__Job item__: From the passage on dread of dying below, pull out the lines from "We'll meet again, Don't" up to and including "will grow light.", word for word.

__Document passage__:
We'll meet again, Don't know where, Don't know when, But I know we'll meet again some sunny day

I could add something about Game of Thrones, but that would be obvious.


I work all day, and get half-drunk at night.
Waking at four to soundless dark, I stare.
In time the curtain-edges will grow light.
Till then I see what’s really always there:
Unresting death, a whole day nearer now,
Making all thought impossible but how
And where and when I shall myself die.
Arid interrogation: yet the dread
Of dying, and being dead,
Flashes afresh to hold and horrify.

The mind blanks at the glare. Not in remorse
—The good not done, the love not given, time
Torn off unused—nor wretchedly because
An only life can take so long to climb
Clear of its wrong beginnings, and may never;
But at the total emptiness for ever,
The sure extinction that we travel to
And shall be lost in always. Not to be here,
Not to be anywhere,
And soon; nothing more terrible, nothing more true.

This is a special way of being afraid
No trick dispels. Religion used to try,
That vast moth-eaten musical brocade
Created to pretend we never die,
And specious stuff that says No rational being
Can fear a thing it will not feel, not seeing
That this is what we fear—no sight, no sound,
No touch or taste or smell, nothing to think with,
Nothing to love or link with,
The anaesthetic from which none come round.
And so it stays just on the edge of vision,
A small unfocused blur, a standing chill
That slows each impulse down to indecision.
Most things may never happen: this one will,
And realisation of it rages out
In furnace-fear when we are caught without
People or drink. Courage is no good:
It means not scaring others. Being brave
Lets no one off the grave.
Death is no different whined at than withstood.

Slowly light strengthens, and the room takes shape.
It stands plain as a wardrobe, what we know,
Have always known, know that we can’t escape,
Yet can’t accept. One side will have to go.
Meanwhile telephones crouch, getting ready to ring
In locked-up offices, and all the uncaring
Intricate rented world begins to rouse.
The sky is white as clay, with no sun.
Work has to be done.
Postmen like doctors go from house to house.

__Data excerpt__:
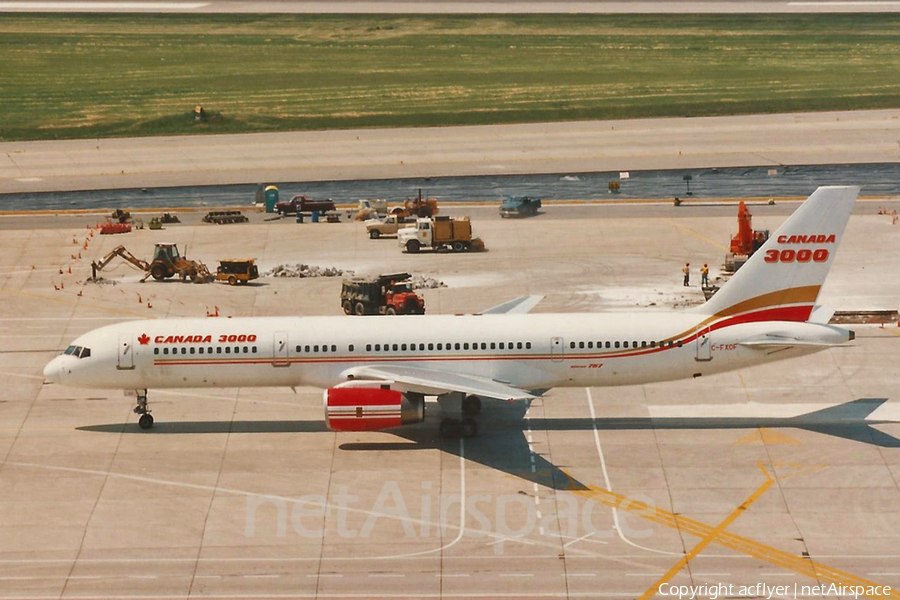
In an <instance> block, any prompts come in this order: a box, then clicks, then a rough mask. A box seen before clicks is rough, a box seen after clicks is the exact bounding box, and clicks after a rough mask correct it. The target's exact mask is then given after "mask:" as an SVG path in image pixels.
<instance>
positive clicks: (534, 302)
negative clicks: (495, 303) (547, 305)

__Your response__:
We'll meet again, Don't know where, Don't know when, But I know we'll meet again some sunny day

I could add something about Game of Thrones, but that would be obvious.


I work all day, and get half-drunk at night.
Waking at four to soundless dark, I stare.
In time the curtain-edges will grow light.